* Begin EXERCISE DATA *

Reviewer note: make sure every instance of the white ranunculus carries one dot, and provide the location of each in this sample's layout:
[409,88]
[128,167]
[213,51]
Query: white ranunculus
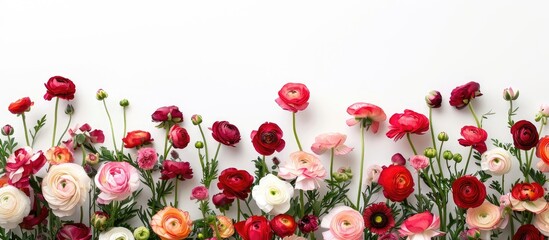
[273,195]
[14,206]
[117,233]
[497,161]
[66,188]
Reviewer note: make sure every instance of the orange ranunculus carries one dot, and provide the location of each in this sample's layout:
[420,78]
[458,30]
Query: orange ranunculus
[171,224]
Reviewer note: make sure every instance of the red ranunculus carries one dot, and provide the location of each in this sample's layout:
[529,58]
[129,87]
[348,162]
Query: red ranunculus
[60,87]
[525,135]
[397,182]
[462,95]
[293,97]
[474,136]
[136,139]
[468,192]
[268,139]
[235,183]
[20,106]
[179,137]
[407,122]
[254,228]
[225,133]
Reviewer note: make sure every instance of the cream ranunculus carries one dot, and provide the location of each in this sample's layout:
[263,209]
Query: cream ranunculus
[65,187]
[273,195]
[14,206]
[497,161]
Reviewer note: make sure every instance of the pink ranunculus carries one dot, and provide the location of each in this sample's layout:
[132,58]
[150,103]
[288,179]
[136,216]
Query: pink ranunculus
[371,115]
[421,226]
[117,181]
[306,167]
[328,141]
[343,222]
[146,158]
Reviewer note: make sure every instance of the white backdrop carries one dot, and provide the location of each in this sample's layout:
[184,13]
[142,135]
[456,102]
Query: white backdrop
[226,60]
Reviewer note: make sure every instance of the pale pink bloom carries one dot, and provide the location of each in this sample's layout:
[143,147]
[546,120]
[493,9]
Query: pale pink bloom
[343,222]
[421,226]
[306,167]
[330,141]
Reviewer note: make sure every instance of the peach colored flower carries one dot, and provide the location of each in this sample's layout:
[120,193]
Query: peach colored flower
[171,224]
[306,167]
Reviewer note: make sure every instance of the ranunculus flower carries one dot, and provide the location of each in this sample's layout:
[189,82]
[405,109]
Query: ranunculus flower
[525,135]
[74,231]
[343,222]
[293,97]
[15,205]
[117,233]
[146,158]
[117,181]
[468,192]
[60,87]
[421,226]
[65,187]
[20,106]
[397,182]
[235,183]
[273,195]
[368,114]
[497,161]
[473,136]
[254,228]
[462,95]
[225,133]
[268,139]
[172,224]
[306,167]
[407,122]
[173,169]
[59,154]
[329,141]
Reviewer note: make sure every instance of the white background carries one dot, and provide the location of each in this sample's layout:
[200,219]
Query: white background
[226,60]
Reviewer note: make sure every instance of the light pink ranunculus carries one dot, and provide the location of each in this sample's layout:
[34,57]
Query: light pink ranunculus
[117,181]
[328,141]
[306,167]
[421,226]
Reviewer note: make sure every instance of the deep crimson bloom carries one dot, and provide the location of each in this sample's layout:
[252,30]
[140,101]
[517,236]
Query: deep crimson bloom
[268,139]
[172,169]
[60,87]
[407,122]
[378,218]
[235,183]
[397,182]
[468,192]
[462,95]
[20,106]
[293,97]
[525,135]
[225,133]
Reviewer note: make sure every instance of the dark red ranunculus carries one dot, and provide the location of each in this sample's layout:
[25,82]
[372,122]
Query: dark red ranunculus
[397,182]
[468,192]
[462,95]
[407,122]
[525,135]
[21,105]
[60,87]
[172,169]
[268,139]
[235,183]
[254,228]
[136,139]
[225,133]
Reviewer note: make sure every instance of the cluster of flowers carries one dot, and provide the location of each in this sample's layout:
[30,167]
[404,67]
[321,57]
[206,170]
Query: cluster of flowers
[42,193]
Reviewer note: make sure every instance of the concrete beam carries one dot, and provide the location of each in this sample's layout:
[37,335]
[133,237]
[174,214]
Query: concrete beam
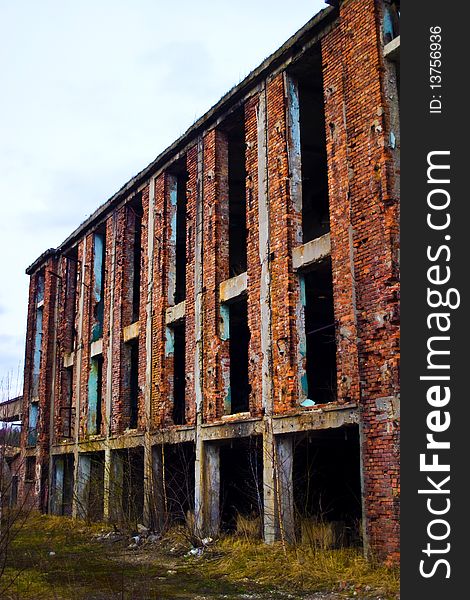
[233,287]
[175,313]
[81,487]
[326,417]
[314,251]
[211,496]
[131,332]
[68,359]
[392,50]
[233,430]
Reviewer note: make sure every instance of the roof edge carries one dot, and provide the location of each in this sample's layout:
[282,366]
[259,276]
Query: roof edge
[209,116]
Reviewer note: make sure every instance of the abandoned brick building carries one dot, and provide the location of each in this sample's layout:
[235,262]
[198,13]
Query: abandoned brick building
[221,337]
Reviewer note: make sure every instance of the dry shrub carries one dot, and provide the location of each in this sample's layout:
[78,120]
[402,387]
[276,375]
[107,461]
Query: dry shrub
[322,534]
[249,526]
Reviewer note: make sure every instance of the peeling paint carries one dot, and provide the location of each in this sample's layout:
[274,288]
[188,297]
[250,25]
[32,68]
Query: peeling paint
[224,322]
[169,341]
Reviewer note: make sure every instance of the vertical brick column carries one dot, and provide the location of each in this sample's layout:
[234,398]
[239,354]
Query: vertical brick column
[107,324]
[46,383]
[84,342]
[284,284]
[215,270]
[364,233]
[118,411]
[190,325]
[143,309]
[161,414]
[253,255]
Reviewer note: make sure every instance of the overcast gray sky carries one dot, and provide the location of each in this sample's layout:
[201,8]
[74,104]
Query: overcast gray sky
[91,92]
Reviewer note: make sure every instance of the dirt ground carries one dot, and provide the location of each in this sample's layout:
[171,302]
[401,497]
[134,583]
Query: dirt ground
[53,558]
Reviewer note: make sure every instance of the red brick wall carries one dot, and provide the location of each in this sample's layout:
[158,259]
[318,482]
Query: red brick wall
[284,284]
[364,230]
[253,257]
[38,494]
[216,269]
[84,342]
[191,195]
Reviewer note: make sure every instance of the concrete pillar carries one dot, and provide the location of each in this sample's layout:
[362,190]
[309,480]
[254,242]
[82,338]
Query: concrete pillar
[116,485]
[149,504]
[159,508]
[107,485]
[207,492]
[82,487]
[212,489]
[284,488]
[269,485]
[57,485]
[278,496]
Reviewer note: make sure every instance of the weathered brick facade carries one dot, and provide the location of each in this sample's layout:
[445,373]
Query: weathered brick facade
[111,376]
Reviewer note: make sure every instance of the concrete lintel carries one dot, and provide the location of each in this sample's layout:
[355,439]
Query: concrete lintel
[233,287]
[68,359]
[231,430]
[131,332]
[96,348]
[64,448]
[175,313]
[392,50]
[311,252]
[317,419]
[173,436]
[388,407]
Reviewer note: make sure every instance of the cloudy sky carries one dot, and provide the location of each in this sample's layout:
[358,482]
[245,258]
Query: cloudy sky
[91,92]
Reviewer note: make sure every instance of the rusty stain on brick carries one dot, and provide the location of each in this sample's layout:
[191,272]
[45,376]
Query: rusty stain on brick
[101,313]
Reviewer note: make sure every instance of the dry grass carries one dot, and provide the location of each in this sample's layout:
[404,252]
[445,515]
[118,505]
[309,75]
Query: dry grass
[233,564]
[302,568]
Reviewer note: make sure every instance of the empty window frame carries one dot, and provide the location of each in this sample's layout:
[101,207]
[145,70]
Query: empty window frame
[307,118]
[33,424]
[239,338]
[66,410]
[38,335]
[134,218]
[95,387]
[179,373]
[237,194]
[133,357]
[320,333]
[71,299]
[180,247]
[30,468]
[99,253]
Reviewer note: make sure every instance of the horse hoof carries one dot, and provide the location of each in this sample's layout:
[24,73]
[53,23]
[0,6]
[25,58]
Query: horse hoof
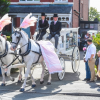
[19,81]
[34,85]
[3,84]
[22,90]
[13,79]
[41,82]
[48,83]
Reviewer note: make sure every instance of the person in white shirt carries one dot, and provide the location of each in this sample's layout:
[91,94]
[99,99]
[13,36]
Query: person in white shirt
[90,57]
[79,40]
[86,36]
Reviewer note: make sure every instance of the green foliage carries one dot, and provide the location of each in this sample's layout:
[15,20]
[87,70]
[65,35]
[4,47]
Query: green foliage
[93,13]
[4,7]
[96,41]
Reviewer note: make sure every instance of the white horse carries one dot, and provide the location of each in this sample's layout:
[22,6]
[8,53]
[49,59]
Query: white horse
[6,57]
[21,38]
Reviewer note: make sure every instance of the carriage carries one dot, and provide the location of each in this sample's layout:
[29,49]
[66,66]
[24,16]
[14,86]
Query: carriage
[67,48]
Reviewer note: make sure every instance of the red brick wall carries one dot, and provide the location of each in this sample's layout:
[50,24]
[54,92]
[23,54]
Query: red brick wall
[14,0]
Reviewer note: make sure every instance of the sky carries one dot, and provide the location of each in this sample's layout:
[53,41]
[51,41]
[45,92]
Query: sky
[96,4]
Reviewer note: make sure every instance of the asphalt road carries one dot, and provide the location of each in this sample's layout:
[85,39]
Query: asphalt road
[71,87]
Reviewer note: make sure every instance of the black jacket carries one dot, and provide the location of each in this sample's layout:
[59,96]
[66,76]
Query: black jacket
[44,25]
[55,29]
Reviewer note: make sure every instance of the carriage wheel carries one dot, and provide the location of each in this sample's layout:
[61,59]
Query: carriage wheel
[75,59]
[62,74]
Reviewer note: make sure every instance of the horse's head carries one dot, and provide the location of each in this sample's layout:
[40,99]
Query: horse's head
[16,37]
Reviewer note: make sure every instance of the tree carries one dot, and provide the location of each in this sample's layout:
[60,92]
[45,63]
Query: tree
[93,14]
[4,7]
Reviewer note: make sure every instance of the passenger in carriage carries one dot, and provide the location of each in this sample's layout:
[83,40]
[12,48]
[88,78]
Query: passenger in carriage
[55,28]
[43,25]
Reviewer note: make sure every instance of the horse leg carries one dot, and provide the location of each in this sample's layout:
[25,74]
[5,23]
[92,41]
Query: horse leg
[3,76]
[26,76]
[20,75]
[33,81]
[42,75]
[49,80]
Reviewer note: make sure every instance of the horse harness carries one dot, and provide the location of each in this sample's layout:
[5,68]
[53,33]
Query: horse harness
[5,54]
[29,50]
[28,47]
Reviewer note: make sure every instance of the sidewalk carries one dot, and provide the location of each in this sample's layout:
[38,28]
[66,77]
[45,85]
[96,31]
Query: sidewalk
[72,83]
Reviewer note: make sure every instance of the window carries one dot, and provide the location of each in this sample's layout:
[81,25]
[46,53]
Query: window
[31,0]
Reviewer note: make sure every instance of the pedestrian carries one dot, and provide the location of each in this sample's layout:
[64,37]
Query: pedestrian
[90,57]
[79,37]
[88,73]
[93,34]
[43,25]
[86,37]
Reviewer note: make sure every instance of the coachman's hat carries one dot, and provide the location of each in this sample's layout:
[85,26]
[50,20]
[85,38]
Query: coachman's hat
[55,15]
[43,14]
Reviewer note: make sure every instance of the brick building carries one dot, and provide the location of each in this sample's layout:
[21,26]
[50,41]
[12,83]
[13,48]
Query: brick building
[67,10]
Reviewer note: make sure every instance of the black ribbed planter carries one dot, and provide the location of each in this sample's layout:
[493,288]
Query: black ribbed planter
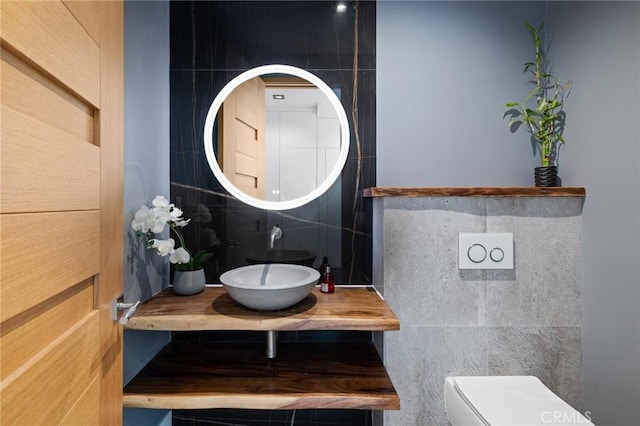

* End EXERCISE DATA *

• TO DO: Tally the lines of the entries above that contain the word "lintel", treating case as significant, and give only the number.

• THE RESULT: 2